| RECORDS |

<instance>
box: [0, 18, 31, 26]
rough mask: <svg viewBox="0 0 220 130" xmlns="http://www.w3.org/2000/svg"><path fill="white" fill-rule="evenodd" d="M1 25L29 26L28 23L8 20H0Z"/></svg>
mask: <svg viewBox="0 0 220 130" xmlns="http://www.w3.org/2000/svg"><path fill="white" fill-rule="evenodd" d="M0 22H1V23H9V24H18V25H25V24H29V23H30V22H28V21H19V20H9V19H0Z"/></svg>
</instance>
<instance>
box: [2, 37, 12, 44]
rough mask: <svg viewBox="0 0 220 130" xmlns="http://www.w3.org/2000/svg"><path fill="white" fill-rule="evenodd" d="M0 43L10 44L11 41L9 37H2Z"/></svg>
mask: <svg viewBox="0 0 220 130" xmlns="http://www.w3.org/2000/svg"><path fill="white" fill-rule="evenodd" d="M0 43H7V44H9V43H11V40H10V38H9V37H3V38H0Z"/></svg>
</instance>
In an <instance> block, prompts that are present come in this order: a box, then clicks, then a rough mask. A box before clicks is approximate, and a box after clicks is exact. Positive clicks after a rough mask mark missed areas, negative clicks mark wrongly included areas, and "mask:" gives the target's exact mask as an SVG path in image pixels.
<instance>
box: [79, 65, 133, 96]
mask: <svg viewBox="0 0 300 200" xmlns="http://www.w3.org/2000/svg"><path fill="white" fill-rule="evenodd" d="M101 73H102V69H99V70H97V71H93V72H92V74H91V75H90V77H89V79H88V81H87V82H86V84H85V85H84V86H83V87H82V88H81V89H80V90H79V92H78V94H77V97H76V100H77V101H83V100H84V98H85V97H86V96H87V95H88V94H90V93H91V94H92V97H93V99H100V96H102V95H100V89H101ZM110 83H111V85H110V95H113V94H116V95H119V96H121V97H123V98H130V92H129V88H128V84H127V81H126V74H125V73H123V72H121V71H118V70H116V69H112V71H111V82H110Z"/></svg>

| HOW TO COMPLETE THIS TASK |
As the answer, set down only the lines from the data above between the one holding "25L29 26L28 23L8" and the one holding "box: [2, 37, 12, 44]", inclusive, exactly as they read.

| RESPONSE BOX |
rough mask: <svg viewBox="0 0 220 130" xmlns="http://www.w3.org/2000/svg"><path fill="white" fill-rule="evenodd" d="M1 25L29 26L28 23L8 20H0Z"/></svg>
mask: <svg viewBox="0 0 220 130" xmlns="http://www.w3.org/2000/svg"><path fill="white" fill-rule="evenodd" d="M0 22H1V23H9V24H18V25H25V24H29V23H30V22H28V21H19V20H9V19H0Z"/></svg>
</instance>
<instance>
box: [2, 37, 12, 44]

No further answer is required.